> [Source]:
____________________
The man who set the new mark of 9.77sec in June was present in Finland as a spectator and insisted that if he had been in the final he could have won it. Gatlin, unsurprisingly, thought the reverse. "I really can't talk too much about it," Gatlin said after learning Powell had pulled out. "Now I'm just hoping he can get himself fit so that we can finally meet one another."
Gatlin's evening is likely to be anything but relaxing, however, as he faces his US team-mate Maurice Greene. The former world record-holder, who failed to earn an individual run in Helsinki because of injury, is still seething with frustration having been unable to see any action in the sprint relay, where two of his team-mates dropped the baton before it could reach him.
The women's 100m positively seethes with rivalry as Lauryn Williams, the 19-year-old US sprinter with the Mickey Mouse hairstyle who took the world title last week, meets her US rival and contemporary Allyson Felix, who took gold in the World Championship 200m.
____________________
> [Raw data]:
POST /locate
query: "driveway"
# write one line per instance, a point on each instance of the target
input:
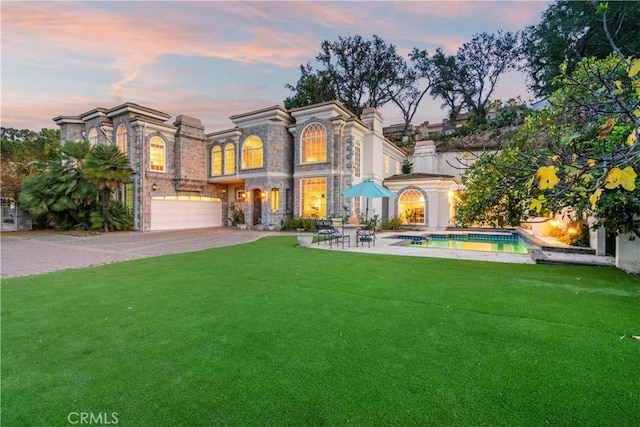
(37, 252)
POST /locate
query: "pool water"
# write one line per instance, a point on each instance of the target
(470, 242)
(476, 245)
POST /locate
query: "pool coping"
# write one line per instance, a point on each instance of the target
(540, 252)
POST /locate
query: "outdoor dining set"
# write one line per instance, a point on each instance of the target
(327, 232)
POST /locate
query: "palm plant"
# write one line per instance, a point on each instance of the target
(61, 196)
(107, 168)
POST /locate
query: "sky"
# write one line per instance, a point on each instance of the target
(215, 59)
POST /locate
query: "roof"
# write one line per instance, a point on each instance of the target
(416, 176)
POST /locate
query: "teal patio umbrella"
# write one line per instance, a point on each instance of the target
(369, 189)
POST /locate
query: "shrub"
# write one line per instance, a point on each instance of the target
(393, 223)
(307, 224)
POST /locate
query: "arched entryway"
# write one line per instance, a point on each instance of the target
(412, 207)
(256, 213)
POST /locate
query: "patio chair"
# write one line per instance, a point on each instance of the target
(367, 234)
(324, 230)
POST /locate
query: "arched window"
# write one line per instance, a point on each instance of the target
(314, 144)
(356, 159)
(229, 158)
(411, 205)
(93, 137)
(252, 152)
(314, 201)
(156, 155)
(122, 139)
(216, 161)
(275, 200)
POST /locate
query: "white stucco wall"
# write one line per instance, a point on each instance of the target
(628, 254)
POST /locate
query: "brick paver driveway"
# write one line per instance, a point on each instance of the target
(36, 252)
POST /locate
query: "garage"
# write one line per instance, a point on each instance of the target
(184, 212)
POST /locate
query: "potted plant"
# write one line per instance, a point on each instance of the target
(305, 239)
(237, 217)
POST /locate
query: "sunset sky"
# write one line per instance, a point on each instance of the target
(214, 59)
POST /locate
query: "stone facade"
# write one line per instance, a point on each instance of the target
(267, 194)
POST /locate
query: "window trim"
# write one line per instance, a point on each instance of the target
(244, 163)
(122, 139)
(225, 159)
(216, 151)
(93, 137)
(304, 139)
(164, 153)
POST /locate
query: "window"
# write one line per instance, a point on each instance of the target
(314, 144)
(411, 205)
(93, 137)
(229, 159)
(129, 197)
(252, 152)
(157, 154)
(314, 202)
(356, 159)
(275, 200)
(216, 161)
(122, 139)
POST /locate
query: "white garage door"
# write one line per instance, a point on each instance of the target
(184, 214)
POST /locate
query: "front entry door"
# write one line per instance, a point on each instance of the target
(257, 206)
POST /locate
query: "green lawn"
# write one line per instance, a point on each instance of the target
(267, 333)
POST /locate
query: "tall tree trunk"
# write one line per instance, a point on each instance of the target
(106, 200)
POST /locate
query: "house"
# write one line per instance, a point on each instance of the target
(273, 164)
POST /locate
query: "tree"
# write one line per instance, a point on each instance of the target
(24, 153)
(359, 73)
(494, 190)
(313, 87)
(483, 60)
(107, 168)
(413, 84)
(571, 30)
(61, 196)
(593, 164)
(446, 85)
(468, 79)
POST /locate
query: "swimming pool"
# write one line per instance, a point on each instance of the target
(494, 242)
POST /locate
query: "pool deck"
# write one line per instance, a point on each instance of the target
(554, 253)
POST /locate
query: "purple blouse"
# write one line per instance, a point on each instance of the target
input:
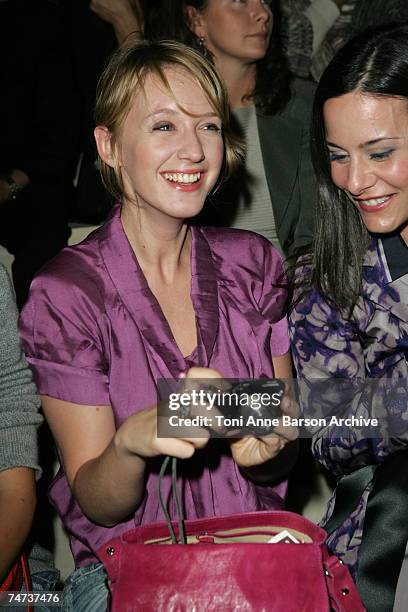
(94, 334)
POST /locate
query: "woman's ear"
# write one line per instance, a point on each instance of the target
(195, 22)
(103, 138)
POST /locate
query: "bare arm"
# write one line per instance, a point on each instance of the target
(105, 468)
(17, 504)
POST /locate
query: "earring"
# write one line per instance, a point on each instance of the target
(202, 48)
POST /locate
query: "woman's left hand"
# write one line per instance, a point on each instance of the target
(251, 451)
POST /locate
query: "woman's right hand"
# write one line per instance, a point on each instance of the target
(138, 436)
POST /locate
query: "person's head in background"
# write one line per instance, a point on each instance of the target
(241, 37)
(163, 133)
(360, 154)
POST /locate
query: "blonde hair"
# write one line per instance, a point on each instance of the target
(126, 74)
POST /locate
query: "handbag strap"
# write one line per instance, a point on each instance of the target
(175, 491)
(385, 530)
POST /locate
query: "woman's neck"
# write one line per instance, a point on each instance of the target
(162, 245)
(239, 79)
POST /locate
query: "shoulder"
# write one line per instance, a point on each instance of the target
(235, 242)
(76, 273)
(241, 248)
(6, 290)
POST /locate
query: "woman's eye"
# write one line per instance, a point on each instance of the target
(338, 157)
(212, 127)
(163, 127)
(382, 155)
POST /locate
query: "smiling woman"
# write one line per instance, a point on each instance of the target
(148, 297)
(350, 314)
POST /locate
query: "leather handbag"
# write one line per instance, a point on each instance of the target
(226, 563)
(18, 575)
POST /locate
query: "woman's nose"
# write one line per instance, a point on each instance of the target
(262, 11)
(360, 177)
(191, 147)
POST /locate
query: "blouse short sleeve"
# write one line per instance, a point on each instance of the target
(273, 300)
(62, 335)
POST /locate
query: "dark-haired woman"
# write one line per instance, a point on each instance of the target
(350, 316)
(274, 193)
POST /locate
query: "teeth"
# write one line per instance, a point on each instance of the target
(179, 177)
(375, 202)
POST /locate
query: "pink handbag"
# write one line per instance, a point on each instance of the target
(227, 564)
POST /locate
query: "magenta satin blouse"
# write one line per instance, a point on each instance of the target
(94, 334)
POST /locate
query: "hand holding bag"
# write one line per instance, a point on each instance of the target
(227, 564)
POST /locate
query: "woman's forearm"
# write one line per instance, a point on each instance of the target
(110, 487)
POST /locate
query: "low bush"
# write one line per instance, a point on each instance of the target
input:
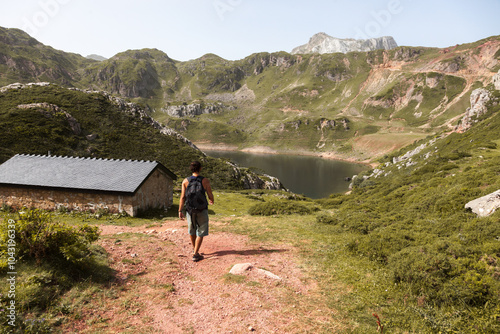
(276, 207)
(38, 236)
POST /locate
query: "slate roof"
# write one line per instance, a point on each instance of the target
(123, 176)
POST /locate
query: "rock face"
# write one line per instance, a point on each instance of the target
(323, 43)
(496, 80)
(485, 205)
(51, 110)
(191, 110)
(478, 100)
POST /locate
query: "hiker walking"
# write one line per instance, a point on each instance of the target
(193, 195)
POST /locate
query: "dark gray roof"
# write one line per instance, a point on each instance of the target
(77, 173)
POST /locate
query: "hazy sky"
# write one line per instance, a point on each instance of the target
(234, 29)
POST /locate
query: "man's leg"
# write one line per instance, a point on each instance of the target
(193, 241)
(197, 244)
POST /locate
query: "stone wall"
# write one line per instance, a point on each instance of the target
(48, 199)
(155, 192)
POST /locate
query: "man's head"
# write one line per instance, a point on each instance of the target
(195, 167)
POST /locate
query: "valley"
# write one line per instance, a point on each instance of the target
(404, 249)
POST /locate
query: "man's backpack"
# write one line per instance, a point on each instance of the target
(196, 199)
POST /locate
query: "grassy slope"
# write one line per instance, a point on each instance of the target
(119, 135)
(34, 62)
(400, 245)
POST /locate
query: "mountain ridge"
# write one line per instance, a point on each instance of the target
(279, 100)
(323, 43)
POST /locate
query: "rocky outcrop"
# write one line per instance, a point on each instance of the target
(143, 113)
(478, 100)
(496, 80)
(191, 110)
(51, 110)
(323, 43)
(485, 205)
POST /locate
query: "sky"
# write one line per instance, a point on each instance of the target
(235, 29)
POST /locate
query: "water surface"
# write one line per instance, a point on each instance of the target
(313, 177)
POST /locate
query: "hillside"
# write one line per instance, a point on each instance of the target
(359, 105)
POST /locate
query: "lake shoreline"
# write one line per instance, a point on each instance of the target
(268, 150)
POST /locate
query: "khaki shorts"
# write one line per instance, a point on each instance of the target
(198, 223)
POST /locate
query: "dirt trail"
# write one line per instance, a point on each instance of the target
(159, 289)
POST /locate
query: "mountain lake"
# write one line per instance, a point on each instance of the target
(311, 176)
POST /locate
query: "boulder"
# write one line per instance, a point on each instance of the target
(242, 268)
(486, 205)
(496, 80)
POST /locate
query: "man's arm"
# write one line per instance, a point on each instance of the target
(183, 198)
(208, 189)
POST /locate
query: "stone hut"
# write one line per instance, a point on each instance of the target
(85, 184)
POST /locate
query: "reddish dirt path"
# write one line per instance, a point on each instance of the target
(159, 289)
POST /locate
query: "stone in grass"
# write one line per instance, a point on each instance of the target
(241, 268)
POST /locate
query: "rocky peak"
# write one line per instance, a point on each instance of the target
(323, 43)
(478, 100)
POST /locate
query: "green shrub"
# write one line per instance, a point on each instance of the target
(327, 219)
(275, 207)
(38, 236)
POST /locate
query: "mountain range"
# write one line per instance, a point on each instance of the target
(357, 105)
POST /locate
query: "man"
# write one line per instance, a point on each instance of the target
(193, 196)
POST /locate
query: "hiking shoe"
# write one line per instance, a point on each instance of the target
(197, 257)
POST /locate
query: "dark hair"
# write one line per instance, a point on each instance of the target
(195, 167)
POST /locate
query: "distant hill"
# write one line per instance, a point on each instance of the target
(96, 57)
(323, 43)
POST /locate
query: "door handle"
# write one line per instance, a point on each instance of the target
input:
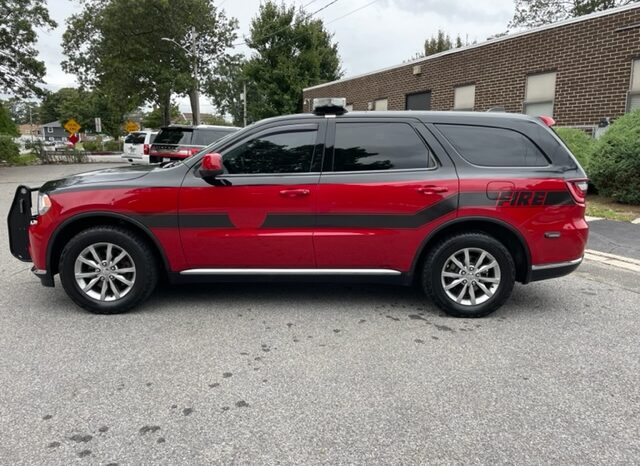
(432, 189)
(294, 192)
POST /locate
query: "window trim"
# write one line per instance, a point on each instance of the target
(299, 127)
(464, 109)
(406, 100)
(330, 150)
(526, 102)
(492, 167)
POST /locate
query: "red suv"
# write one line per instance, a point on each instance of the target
(461, 204)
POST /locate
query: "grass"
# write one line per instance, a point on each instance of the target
(598, 206)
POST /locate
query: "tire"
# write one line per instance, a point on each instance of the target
(488, 289)
(129, 278)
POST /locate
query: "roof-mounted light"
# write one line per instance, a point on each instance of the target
(547, 120)
(330, 106)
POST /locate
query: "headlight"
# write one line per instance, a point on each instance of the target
(44, 203)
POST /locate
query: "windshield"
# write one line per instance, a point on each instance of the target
(174, 136)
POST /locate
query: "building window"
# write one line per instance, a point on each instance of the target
(418, 101)
(634, 93)
(464, 97)
(540, 94)
(380, 104)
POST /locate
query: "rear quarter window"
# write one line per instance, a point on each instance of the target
(204, 137)
(493, 147)
(173, 136)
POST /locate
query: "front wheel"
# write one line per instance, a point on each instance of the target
(108, 270)
(469, 275)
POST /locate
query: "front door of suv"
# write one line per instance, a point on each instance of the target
(386, 184)
(232, 221)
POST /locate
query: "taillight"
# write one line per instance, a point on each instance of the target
(547, 120)
(578, 189)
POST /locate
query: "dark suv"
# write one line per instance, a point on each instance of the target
(461, 204)
(178, 142)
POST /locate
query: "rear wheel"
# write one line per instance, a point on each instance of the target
(469, 275)
(108, 270)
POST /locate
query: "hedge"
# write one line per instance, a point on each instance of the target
(615, 162)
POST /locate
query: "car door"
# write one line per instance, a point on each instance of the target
(386, 184)
(233, 220)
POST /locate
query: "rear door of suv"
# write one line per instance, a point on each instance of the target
(386, 184)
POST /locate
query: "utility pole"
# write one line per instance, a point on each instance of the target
(244, 103)
(196, 91)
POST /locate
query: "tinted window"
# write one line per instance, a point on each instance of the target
(493, 147)
(204, 137)
(378, 146)
(285, 152)
(135, 138)
(174, 136)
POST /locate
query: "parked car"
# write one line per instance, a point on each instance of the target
(135, 149)
(177, 142)
(461, 204)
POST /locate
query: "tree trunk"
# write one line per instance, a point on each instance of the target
(165, 105)
(194, 99)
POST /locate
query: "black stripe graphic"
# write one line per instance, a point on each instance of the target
(347, 220)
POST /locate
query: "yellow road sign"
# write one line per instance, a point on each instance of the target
(131, 126)
(72, 126)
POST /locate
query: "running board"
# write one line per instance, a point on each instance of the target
(311, 272)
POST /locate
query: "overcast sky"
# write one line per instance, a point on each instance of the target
(382, 34)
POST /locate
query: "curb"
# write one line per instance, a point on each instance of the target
(620, 262)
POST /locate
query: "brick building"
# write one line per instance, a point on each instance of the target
(580, 70)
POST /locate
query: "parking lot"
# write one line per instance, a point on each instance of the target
(317, 374)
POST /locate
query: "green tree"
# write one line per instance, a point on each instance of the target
(7, 125)
(290, 51)
(117, 45)
(532, 13)
(153, 119)
(226, 87)
(21, 72)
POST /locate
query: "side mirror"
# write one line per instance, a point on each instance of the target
(211, 165)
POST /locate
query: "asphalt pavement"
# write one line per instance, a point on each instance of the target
(318, 374)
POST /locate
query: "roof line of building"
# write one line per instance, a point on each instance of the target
(545, 27)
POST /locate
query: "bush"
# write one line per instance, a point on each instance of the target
(9, 150)
(615, 162)
(580, 143)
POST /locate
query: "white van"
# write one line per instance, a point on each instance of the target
(136, 147)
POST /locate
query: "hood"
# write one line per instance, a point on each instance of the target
(98, 177)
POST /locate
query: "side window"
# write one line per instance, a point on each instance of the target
(282, 152)
(379, 146)
(493, 147)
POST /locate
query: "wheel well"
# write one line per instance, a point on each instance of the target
(75, 226)
(508, 237)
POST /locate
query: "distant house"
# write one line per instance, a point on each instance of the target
(53, 132)
(28, 129)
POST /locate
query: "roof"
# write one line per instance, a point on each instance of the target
____________________
> [To be done]:
[A] Translate this sentence from the sprint report into Spanish: "Gatlin's evening is likely to be anything but relaxing, however, as he faces his US team-mate Maurice Greene."
[B] Answer these from the sprint report:
(i) What time was the new mark set in June?
(ii) What kept Maurice Greene from an individual run in Helsinki?
(iii) In which event did Allyson Felix take World Championship gold?
[C] Write the next paragraph of the sprint report, picking up right after its final sentence.

> [Responses by task]:
[A] Sin embargo, es probable que la velada de Gatlin sea cualquier cosa menos relajada, ya que se enfrenta a su compañero de equipo estadounidense Maurice Greene.

[B]
(i) 9.77sec
(ii) Injury
(iii) The 200m

[C]
That rivalry is complicated by the presence of France's Christine Arron, who, with just three Golden League races remaining, is the only athlete apart from the Russian triple jumper Tatyana Lebedeva still in contention for a share of the $1m (£570,000) jackpot on offer to those unbeaten through the series.
Ethiopia's Kenenisa Bekele, who retained the 10,000m world title, will be running in Zurich for the first time. He plans to use tonight's 3,000m to warm up for an attack on his own world record in the 10,000 in Brussels next Friday.
America's Olympic 100m hurdle champion Joanna Hayes will be out to avenge her defeat by Michelle Perry after crashing at the last hurdle in Helsinki.